• Aufgabenstellung 1:
Führen Sie alle Gremien und Dokumente auf, die der Text zum Vergleich der beiden Konvente namentlich nennt.

**** Vorliegender Text

Der Europäische und der Österreich-Konvent – Versuch eines Vergleichs

Der Europäische und der Österreich-Konvent – Versuch eines Vergleichs

Die Einsetzung des Österreich-Konvents war explizit inspiriert von der Tatsache, dass der Europäische Konvent nicht nur tagte, sondern entgegen den ursprünglichen Erwartungen ein Erfolg absehbar war. Die Konventmethode hatte sich auf europäischer Ebene zuvor auch schon bei der Erarbeitung der Europäischen Grundrechte-Charta bewährt.

********
**** Bereitgestelltes Material

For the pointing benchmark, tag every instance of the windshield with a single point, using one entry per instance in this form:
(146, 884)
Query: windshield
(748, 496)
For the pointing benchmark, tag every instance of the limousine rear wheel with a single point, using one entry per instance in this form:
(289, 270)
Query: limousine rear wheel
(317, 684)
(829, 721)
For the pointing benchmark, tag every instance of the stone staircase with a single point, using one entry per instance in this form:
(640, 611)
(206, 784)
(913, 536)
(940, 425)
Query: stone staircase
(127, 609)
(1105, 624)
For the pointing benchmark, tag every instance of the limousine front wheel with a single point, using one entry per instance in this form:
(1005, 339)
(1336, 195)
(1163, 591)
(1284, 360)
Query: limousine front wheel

********

• Aufgabenstellung 2:
Übernehmen Sie aus den Einträgen unverändert die Zeilen von der Zeile mit „For the pointing benchmark, tag every instance of the stone“ bis einschließlich der Zeile mit „(1105, 624)“.

• Ergebnis 1:
Europäischer Konvent
Österreich-Konvent
Europäische Grundrechte-Charta

• Ergebnis 2:
For the pointing benchmark, tag every instance of the stone staircase with a single point, using one entry per instance in this form:
(640, 611)
(206, 784)
(913, 536)
(940, 425)
Query: stone staircase
(127, 609)
(1105, 624)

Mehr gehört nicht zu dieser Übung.